■ Goal
Repeat the entries below word for word, starting at the very first line and continuing through the line that contains "pixel 265 245".
□ □ □
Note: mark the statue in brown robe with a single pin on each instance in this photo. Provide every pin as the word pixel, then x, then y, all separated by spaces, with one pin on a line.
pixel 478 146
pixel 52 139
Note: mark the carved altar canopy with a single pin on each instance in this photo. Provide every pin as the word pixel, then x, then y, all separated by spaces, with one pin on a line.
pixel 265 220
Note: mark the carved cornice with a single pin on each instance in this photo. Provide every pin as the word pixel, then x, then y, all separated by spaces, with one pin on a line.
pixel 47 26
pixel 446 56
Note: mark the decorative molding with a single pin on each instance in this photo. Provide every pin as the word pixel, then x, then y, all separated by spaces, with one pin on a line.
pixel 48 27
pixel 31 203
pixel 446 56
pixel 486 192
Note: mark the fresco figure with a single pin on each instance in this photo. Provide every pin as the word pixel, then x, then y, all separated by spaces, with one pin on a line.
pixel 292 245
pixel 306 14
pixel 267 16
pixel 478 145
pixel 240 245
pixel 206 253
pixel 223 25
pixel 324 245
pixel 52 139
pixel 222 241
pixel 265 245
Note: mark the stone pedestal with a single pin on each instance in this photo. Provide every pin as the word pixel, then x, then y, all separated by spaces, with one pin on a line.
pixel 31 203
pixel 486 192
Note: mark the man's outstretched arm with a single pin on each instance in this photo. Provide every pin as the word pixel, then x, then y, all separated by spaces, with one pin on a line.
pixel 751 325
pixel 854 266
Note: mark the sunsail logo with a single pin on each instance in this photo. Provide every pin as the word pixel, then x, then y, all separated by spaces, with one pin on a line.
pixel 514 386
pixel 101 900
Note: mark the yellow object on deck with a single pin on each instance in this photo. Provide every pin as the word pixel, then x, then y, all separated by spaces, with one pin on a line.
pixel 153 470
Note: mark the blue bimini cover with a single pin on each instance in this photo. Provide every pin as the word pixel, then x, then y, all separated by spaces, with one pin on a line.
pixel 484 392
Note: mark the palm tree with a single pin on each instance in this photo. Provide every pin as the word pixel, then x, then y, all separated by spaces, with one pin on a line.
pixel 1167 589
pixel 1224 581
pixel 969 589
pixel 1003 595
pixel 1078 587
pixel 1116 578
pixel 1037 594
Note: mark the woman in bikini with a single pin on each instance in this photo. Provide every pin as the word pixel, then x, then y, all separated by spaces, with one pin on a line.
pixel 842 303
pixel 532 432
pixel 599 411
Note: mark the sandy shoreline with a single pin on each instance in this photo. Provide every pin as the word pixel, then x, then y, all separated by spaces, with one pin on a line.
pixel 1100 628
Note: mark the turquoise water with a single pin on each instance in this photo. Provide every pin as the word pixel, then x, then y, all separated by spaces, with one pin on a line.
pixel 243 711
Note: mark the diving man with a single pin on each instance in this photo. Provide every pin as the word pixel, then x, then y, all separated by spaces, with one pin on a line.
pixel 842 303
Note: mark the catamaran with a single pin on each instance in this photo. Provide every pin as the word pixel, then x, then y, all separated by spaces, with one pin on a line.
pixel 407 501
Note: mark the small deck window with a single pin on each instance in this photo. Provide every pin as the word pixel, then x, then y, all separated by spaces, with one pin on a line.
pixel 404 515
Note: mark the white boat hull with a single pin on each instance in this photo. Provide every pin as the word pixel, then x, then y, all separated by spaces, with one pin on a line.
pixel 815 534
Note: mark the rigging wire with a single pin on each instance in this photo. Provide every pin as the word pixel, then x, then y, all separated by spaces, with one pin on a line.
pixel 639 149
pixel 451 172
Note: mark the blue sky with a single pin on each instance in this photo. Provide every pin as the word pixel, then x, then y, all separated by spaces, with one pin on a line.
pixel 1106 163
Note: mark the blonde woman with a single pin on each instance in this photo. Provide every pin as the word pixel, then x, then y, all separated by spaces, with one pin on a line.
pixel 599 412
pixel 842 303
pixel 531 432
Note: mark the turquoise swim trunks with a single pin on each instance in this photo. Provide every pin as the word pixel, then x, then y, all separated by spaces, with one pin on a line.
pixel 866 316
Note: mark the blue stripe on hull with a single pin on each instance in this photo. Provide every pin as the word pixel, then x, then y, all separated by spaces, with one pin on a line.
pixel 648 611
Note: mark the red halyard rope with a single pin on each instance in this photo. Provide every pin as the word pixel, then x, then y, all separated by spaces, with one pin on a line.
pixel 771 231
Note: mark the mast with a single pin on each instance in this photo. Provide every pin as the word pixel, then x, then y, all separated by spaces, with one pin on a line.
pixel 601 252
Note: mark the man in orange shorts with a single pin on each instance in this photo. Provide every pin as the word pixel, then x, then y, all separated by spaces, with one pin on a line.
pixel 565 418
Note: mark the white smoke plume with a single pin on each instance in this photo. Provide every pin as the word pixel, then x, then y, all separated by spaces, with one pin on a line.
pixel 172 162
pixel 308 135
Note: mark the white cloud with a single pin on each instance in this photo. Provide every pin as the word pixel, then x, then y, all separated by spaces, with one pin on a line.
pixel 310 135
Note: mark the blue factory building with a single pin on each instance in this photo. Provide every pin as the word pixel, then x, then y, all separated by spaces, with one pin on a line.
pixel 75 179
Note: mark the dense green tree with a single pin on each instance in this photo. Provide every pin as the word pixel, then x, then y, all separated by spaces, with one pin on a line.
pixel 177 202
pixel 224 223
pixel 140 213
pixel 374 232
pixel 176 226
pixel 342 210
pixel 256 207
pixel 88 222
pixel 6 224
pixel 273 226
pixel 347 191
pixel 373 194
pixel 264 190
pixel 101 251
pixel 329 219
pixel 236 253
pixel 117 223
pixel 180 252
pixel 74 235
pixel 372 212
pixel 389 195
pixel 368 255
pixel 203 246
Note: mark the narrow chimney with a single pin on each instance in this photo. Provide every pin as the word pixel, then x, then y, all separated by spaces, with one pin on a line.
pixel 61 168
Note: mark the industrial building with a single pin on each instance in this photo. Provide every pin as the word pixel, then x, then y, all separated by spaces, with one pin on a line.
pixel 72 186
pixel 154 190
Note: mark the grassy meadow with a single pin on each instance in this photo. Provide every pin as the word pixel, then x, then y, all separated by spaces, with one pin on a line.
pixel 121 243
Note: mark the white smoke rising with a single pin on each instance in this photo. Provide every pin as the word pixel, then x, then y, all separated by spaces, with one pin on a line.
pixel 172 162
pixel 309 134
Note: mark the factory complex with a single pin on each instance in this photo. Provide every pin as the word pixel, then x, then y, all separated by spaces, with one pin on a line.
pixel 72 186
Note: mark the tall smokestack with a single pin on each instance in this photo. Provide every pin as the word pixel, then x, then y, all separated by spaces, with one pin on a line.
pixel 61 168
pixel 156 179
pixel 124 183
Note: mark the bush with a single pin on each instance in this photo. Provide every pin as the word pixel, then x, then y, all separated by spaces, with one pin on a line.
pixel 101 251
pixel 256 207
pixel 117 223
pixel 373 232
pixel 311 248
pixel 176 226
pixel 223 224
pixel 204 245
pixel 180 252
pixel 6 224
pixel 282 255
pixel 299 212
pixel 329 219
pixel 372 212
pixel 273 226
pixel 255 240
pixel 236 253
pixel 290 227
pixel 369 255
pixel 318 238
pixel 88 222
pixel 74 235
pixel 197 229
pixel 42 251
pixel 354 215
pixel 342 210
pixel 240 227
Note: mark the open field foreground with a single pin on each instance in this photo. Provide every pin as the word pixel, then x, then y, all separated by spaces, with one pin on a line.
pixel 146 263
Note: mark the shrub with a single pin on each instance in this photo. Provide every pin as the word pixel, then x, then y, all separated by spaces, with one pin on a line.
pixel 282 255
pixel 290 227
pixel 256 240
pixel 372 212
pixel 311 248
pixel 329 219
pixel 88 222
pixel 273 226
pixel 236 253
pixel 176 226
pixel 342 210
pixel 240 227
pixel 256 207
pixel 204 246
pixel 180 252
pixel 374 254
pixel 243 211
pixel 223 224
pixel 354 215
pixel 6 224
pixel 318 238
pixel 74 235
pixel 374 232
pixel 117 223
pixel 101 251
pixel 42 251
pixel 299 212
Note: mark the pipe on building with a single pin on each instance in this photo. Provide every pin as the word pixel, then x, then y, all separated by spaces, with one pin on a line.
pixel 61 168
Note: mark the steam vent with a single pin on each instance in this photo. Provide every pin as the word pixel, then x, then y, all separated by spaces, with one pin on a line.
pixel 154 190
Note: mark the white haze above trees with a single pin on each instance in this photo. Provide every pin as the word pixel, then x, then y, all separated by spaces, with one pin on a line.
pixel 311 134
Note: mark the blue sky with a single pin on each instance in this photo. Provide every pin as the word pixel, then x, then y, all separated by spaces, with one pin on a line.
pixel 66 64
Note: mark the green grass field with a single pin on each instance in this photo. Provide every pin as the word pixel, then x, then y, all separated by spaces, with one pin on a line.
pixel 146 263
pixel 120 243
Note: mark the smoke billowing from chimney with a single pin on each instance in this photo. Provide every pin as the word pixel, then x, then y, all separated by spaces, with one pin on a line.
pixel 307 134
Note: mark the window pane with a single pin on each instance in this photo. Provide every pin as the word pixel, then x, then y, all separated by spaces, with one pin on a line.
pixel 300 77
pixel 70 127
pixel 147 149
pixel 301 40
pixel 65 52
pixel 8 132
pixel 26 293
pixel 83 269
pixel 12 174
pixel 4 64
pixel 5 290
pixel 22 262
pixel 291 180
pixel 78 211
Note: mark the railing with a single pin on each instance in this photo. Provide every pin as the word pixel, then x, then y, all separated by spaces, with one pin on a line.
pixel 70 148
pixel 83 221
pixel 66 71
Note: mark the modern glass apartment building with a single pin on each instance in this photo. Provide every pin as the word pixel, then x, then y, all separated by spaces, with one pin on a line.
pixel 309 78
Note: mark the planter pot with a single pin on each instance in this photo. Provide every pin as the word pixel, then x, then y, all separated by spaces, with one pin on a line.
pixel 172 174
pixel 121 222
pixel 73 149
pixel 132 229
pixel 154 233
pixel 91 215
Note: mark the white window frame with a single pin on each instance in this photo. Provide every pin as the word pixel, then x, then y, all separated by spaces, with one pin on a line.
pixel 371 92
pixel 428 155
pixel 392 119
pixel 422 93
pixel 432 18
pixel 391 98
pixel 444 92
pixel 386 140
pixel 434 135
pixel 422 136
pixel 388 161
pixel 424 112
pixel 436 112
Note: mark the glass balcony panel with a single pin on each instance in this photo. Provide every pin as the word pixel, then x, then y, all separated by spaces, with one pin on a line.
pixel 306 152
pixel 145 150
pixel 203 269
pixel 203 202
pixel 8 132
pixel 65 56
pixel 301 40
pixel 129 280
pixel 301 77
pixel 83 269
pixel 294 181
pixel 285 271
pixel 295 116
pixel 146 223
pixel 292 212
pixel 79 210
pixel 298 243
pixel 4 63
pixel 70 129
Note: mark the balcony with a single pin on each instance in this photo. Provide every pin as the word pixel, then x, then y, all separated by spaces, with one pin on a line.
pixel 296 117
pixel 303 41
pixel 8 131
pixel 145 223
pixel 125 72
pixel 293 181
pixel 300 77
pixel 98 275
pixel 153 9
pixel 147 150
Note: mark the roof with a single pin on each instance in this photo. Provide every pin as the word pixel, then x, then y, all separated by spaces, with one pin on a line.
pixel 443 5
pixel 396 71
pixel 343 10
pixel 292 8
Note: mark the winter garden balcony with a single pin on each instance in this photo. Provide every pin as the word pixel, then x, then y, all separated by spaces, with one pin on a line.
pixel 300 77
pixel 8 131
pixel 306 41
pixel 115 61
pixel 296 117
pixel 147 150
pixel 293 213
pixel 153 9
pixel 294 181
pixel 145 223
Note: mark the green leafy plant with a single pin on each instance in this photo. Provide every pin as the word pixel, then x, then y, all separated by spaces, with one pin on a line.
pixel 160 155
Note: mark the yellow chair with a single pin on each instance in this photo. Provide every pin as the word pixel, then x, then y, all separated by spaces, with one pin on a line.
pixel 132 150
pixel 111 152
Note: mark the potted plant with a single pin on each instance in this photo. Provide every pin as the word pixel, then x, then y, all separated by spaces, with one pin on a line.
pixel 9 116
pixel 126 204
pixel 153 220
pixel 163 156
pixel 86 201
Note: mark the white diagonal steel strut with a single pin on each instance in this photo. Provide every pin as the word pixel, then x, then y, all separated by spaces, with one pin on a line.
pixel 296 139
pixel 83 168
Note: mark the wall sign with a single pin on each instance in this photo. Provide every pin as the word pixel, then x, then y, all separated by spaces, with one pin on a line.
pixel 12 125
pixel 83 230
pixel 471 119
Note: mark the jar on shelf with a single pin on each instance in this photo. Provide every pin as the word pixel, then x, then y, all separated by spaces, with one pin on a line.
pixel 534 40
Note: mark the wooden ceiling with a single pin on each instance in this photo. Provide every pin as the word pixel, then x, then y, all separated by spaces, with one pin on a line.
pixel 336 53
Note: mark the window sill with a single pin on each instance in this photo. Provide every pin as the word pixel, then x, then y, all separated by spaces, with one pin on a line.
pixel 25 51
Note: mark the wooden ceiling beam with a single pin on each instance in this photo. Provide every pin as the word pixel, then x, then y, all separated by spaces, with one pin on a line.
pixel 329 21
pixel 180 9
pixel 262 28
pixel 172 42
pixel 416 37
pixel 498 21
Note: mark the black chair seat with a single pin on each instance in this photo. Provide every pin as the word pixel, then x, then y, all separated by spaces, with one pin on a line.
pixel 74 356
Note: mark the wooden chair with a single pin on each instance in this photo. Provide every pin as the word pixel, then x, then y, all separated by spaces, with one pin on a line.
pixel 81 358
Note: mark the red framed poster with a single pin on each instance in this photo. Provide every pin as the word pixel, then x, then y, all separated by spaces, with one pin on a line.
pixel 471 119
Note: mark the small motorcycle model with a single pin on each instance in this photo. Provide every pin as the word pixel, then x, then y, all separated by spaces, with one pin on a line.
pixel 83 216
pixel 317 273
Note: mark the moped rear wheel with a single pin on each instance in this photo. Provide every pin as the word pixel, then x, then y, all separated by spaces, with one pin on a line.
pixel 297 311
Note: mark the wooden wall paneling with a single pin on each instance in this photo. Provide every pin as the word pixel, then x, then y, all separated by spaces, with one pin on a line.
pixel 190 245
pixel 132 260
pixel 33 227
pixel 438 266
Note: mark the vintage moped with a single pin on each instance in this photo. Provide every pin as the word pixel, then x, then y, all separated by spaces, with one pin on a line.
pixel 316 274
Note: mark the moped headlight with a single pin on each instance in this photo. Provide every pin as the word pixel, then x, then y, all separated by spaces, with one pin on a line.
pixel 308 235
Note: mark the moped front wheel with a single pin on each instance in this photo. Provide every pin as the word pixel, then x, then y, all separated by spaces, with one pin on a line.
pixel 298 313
□ □ □
■ Result for this exercise
Note: mark the statue in brown robe with a single pin on each instance in this photo. Provide every pin as the word pixel, then x, then y, all separated by spaces, with one pin on a line.
pixel 478 146
pixel 52 139
Note: mark the carved altar canopy with a single pin on each instance in this photo. Provide every pin as the word pixel, then x, then y, all separated by spaces, with one pin on a line.
pixel 265 220
Note: mark the carved cornice with a single pin on each instance in this photo. Provide every pin as the word pixel, then x, then y, all separated by spaces, with one pin on a line.
pixel 47 26
pixel 446 56
Note: mark the decorative molding with a single pin on each instance in this photo. Provide every pin as the word pixel, then x, then y, all separated by spaces, with one pin on a line.
pixel 48 27
pixel 31 203
pixel 446 56
pixel 486 192
Note: mark the fresco figure with a single pin on each instance in this photo. Provide every pin as the word pixel, then x, then y, all separated by spaces, with one pin on a line.
pixel 292 245
pixel 306 14
pixel 267 16
pixel 478 145
pixel 240 245
pixel 206 253
pixel 223 25
pixel 324 245
pixel 52 139
pixel 222 241
pixel 265 245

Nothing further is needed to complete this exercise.